**TRECHO FORNECIDO**

########

Kramer vs. Kramer: o mais importante acontece fora dos tribunais

Cena do filme Kramer vs. Kramer
Kramer vs. Kramer: direção de Robert Benton

AUTOAPRENDIZADO INTENSIVO

Quando foi lançado, em 1979, Kramer vs. Kramer, dirigido por Robert Benton, alcançou grande sucesso junto à crítica e também ao público. Na festa do Óscar, arrebatou cinco estatuetas: melhor filme, melhor diretor, melhor ator, melhor atriz coadjuvante e melhor roteiro adaptado. Entrou para a história do cinema como uma unanimidade e continua lá, na prateleira, acumulando pó. Passados 45 anos, pode ser encontrado vagando pelos serviços de streaming, à espera de espectadores que ousem apertar o play.
        Se você é daqueles que, como eu, assistiu ao filme na época do lançamento e nunca mais se lembrou de visitá-lo, sugiro que o faça. Fiz isso há dias e constatei: Kramer vs. Kramer envelheceu muito bem! Talvez você se lembre dele como um... filme de tribunal, mas não é bem assim. Apesar do que sugere o título, trata-se de um filme sobre amadurecimento, de um pai, de uma mãe e de um filho, que tentam renascer dos cacos de uma família fraturada, para encontrar o rumo e seguir a jornada com dignidade e esperança.
        Sim, você ainda vai se deparar com atuações consistentes. No caso de Dustin Hoffman, talvez a sua melhor. No caso de Meryl Streep, magnética como sempre. No caso do pequeno Justin Henry, um achado! Também vai se deparar com um roteiro preciso, com linhas de diálogo impecáveis – até mesmo aquelas construídas no calor das improvisações durante as filmagens. Com um ritmo bem marcado, uma trilha sonora pertinente e uma atmosfera de sobriedade, Kramer vs. Kramer merece estar entre os grandes clássicos do cinema.
        A direção de Robert Benton é segura e exala personalidade. Jamais escorrega para o melodrama e está sempre focado naquilo que de fato interessa: a alma dos seus personagens. O vemos aqui exercitando seu estilo original, que alcançaria a máxima expressão em Um Lugar no Coração, outro filme seu que está entre as unanimidades. Percebemos que o diretor se coloca, ele próprio, na posição de observador e segue comovido, tentando acompanhar e compreender as motivações dos personagens. Apenas reage. Tem o bom senso de não intervir, criando suspense ou nos fazendo embarcar em suposições. Nos deixa à vontade, para exercitar nossas empatias, simpatias e antipatias.

########

**MATERIAL FORNECIDO**
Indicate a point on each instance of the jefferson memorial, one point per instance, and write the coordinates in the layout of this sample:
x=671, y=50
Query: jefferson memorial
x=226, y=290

########

**DESAFIO**
Segundo o texto sobre Kramer vs. Kramer, quantas estatuetas o filme ganhou na festa do Óscar?

**RESPOSTA CORRETA**
Cinco estatuetas.